#### Task prompt:
Please quote, without any change, the lines of the records that begin at the line containing "label: shadow on wall" and end with the line containing "[372,137,383,178]", with both of those lines included.

#### Data excerpts:

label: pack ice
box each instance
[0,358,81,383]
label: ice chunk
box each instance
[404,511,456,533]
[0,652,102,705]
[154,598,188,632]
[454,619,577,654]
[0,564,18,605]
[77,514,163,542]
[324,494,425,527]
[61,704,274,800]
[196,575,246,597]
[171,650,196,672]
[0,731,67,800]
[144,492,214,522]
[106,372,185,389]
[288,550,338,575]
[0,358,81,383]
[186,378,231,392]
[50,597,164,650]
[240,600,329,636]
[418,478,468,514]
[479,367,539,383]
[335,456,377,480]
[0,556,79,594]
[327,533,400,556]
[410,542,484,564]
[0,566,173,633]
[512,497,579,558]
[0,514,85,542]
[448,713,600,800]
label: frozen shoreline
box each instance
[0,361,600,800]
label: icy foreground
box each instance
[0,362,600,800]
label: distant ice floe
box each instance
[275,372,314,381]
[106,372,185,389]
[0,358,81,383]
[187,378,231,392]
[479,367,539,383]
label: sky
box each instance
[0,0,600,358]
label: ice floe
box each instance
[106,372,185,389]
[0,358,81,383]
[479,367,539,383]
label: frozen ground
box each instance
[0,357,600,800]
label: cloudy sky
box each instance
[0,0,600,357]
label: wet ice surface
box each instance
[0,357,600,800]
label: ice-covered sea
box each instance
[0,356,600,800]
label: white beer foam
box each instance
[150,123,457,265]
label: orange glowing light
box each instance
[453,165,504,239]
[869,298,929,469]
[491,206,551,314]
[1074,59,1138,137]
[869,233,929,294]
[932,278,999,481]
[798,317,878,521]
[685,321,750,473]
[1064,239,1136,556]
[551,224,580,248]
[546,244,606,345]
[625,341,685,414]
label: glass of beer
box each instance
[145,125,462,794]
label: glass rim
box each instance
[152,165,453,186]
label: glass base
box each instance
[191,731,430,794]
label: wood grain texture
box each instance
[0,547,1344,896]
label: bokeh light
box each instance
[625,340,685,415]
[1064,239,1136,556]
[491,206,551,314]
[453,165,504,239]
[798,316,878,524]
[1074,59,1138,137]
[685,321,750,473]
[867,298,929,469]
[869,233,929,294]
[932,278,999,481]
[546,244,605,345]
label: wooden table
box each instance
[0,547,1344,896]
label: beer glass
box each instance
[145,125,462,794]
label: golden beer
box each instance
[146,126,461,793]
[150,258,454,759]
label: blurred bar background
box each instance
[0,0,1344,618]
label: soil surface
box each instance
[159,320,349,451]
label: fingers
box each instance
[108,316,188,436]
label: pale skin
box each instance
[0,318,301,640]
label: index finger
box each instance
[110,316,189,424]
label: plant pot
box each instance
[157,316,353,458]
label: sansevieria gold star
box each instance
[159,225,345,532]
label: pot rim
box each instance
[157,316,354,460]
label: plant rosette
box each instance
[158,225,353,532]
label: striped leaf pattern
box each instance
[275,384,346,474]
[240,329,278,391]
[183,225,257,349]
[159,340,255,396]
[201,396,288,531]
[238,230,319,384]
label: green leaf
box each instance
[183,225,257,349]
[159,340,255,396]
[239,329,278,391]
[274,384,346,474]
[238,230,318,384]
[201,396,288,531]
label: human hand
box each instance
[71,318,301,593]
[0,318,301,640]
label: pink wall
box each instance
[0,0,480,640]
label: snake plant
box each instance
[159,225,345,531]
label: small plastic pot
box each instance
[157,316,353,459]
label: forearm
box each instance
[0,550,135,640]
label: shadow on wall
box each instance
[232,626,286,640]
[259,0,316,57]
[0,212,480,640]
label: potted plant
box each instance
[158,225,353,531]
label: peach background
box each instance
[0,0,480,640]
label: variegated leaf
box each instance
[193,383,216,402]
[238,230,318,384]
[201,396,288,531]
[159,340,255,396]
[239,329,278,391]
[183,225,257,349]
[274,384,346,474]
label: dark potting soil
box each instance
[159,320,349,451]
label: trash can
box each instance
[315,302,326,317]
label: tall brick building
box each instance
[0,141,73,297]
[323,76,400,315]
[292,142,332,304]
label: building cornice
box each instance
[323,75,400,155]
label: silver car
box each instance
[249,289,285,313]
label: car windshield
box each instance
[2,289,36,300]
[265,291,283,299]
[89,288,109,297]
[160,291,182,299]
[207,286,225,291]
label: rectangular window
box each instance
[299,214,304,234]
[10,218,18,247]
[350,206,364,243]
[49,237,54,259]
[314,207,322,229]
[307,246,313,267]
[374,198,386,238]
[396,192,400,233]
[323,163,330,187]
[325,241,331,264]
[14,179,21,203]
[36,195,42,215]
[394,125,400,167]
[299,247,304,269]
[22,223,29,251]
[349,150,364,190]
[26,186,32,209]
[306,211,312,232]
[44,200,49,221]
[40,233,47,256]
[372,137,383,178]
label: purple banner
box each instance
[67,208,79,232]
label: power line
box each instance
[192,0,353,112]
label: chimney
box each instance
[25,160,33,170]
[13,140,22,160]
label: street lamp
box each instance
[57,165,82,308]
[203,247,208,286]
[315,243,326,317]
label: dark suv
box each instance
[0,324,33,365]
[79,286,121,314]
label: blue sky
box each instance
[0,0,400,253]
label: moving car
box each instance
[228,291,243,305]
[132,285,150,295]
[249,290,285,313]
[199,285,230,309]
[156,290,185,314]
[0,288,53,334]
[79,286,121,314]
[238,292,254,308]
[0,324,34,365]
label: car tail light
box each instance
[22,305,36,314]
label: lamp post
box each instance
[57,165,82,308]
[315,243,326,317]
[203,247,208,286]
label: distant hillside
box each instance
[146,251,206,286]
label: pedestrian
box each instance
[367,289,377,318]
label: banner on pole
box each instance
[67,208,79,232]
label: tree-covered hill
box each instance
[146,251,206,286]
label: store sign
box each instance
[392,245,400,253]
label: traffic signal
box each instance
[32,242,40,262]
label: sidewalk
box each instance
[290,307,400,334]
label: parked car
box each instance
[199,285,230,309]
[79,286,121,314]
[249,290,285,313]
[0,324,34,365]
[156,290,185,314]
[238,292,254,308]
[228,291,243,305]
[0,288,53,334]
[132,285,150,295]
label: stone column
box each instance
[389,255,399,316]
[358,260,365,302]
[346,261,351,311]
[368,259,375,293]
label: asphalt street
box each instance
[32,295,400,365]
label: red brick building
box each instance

#### The output:
label: shadow on wall
box each instance
[232,626,286,640]
[259,0,316,57]
[0,212,480,640]
label: potted plant
box each instance
[158,225,353,531]
label: peach background
box each instance
[0,0,480,640]
label: variegated leaf
box each instance
[193,383,216,402]
[238,230,318,384]
[201,396,288,531]
[159,340,255,396]
[239,329,278,391]
[183,225,257,349]
[274,384,346,474]
label: dark potting soil
box each instance
[159,320,349,451]
label: trash can
box each instance
[315,302,326,317]
label: tall brick building
box each instance
[0,141,73,297]
[323,76,400,315]
[292,142,332,304]
label: building cornice
box each instance
[323,75,400,155]
label: silver car
box each instance
[249,289,285,313]
label: car windshield
box each instance
[2,289,36,300]
[265,291,283,299]
[89,288,109,297]
[160,291,182,299]
[207,286,225,291]
label: rectangular window
box each instance
[299,214,304,234]
[10,218,18,247]
[350,206,364,243]
[49,237,54,259]
[314,207,322,229]
[307,246,313,267]
[374,198,386,238]
[396,192,400,233]
[323,163,330,187]
[325,241,331,264]
[14,179,21,203]
[36,195,42,215]
[394,125,400,167]
[299,247,304,269]
[22,223,29,251]
[349,150,364,190]
[26,186,32,209]
[306,211,312,232]
[44,200,49,221]
[40,233,47,256]
[372,137,383,178]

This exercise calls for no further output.